◆ **PROMPT A**
Return the passage of the court opinion below word for word, starting with "Although Jason K." and going on through "get some hay.".
-.-.-
Berk v. Arendts
Decision Date | 13 November 1962 |
Docket Number | No. 50630,50630 |
Citation | 254 Iowa 363,117 N.W.2d 905 |
Parties | J. K. BERK, Administrator of the Estate of Jason Jon Berk, Deceased, Plaintiff-Appellant, v. O. ARENDTS and Chicago & Rock Island Railroad Company, Defendant-Appellee. Jason K. BERK, Plaintiff-Appellant, v. O. ARENDTS and Chicago & Rock Island Railroad Company, Defendant-Appellee. |
Court | Iowa Supreme Court |
Hobson & Cady, Hampton, for plaintiff-appellant.
R. R. Stuart, Hampton, and B. A. Webster, Jr., Des Moines, for defendant-appellee.
Two actions for damages, consolidated for trial, resulted from a crossing collision between a two-ton pickup truck and defendants' train. Plaintiff's decedent, Jason Jon Berk, referred to in the record as 'Jon', was killed. He was the driver of the truck. Plaintiff, Jason K. Berk, father of Jon and owner of the truck was injured. Actions were brought against the railroad company and the train's engineer. Trial to a jury resulted in verdicts for defendants.
Although Jason K. Berk appears in the two actions in different capacities we will refer to him as plaintiff.
As errors relied on for reversal, plaintiff-appellant attacks the refusal of the trial court to submit certain specifications of negligence and to admit testimony offered by plaintiff. To the extent that the rejected testimony was offered in support of the refused specifications of negligence the problems are related. They will, however, be separately considered.
The Berks lived on a farm about one and three-quarter miles from the scene of the accident. They were familiar with the railroad crossing and the road leading thereto.
About mid morning on December 22, 1959, Jason K. Berk and his son Jon left their farm home in a two-ton pickup truck to go to another farm to get some hay.
The weather was bad. It was raining and cold. The roads were very icy and slippery. In the words of the plaintiff they were driving on 'just an ordinary gravelled road.' The county engineer testifying for plaintiff classified the road as 'just a local secondary road.' At a stop sign at a road intersection a little distance from the scene of the accident the driver attempted to stop. Although he was going 'very slow' at the time and 'the road was straight and level' (emphasis supplied) he skidded 6 or 8 feet. The difficulty in controlling a vehicle on the icy road was obvious.
-.-.-
◆ **PROMPT B**
Retype these lines of the entries below without any change, starting with the line with "black boot?" and going on through the final line of the entries.

◆ **DATA LINES**
-.-.-
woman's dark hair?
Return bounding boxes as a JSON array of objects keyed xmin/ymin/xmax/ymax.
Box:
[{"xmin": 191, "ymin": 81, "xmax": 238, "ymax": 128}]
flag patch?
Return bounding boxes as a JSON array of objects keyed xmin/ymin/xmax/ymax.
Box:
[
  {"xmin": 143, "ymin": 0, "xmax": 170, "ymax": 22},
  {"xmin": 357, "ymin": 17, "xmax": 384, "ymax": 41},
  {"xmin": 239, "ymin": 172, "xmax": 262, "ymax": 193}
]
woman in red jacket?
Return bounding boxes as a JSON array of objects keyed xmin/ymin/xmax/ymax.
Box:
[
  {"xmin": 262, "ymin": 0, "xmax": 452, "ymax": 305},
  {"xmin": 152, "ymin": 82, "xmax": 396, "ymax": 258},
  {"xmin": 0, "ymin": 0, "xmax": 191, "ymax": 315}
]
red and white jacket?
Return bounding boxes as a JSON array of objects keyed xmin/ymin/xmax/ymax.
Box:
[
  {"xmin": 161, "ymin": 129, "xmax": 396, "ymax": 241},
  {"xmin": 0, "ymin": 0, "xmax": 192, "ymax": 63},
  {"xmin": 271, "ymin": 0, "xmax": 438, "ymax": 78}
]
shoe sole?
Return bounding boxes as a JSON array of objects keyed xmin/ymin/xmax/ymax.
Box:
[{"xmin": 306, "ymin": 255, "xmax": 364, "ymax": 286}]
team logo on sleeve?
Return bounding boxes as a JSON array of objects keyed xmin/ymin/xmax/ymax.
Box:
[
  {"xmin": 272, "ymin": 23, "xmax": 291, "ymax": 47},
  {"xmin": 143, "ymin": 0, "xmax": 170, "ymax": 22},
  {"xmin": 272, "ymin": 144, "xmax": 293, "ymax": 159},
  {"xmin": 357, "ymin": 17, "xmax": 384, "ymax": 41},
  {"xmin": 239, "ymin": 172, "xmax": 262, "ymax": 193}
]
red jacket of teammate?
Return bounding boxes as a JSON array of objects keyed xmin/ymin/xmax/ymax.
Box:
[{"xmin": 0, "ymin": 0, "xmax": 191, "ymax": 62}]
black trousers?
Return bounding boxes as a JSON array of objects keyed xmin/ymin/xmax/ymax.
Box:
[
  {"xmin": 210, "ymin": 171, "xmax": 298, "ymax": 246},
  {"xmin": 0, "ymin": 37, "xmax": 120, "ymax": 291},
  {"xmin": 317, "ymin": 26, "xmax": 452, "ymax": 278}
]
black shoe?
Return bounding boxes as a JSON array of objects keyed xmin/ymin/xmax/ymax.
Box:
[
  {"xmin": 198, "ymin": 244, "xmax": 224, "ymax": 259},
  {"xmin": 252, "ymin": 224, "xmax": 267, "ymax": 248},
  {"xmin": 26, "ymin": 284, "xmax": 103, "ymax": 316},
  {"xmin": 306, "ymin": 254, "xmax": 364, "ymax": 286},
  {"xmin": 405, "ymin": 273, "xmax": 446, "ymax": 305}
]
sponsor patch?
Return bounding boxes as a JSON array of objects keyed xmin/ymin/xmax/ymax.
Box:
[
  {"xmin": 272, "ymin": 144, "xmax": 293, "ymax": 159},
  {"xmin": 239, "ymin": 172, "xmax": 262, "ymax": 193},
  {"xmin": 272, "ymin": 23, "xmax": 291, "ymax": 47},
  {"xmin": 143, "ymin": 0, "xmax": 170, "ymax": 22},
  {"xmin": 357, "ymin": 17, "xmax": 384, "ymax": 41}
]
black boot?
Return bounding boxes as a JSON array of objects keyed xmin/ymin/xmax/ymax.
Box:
-.-.-
◆ **WORKED SOLUTION A**
Although Jason K. Berk appears in the two actions in different capacities we will refer to him as plaintiff.
As errors relied on for reversal, plaintiff-appellant attacks the refusal of the trial court to submit certain specifications of negligence and to admit testimony offered by plaintiff. To the extent that the rejected testimony was offered in support of the refused specifications of negligence the problems are related. They will, however, be separately considered.
The Berks lived on a farm about one and three-quarter miles from the scene of the accident. They were familiar with the railroad crossing and the road leading thereto.
About mid morning on December 22, 1959, Jason K. Berk and his son Jon left their farm home in a two-ton pickup truck to go to another farm to get some hay.

◆ **WORKED SOLUTION B**
black boot?
Return bounding boxes as a JSON array of objects keyed xmin/ymin/xmax/ymax.
Box:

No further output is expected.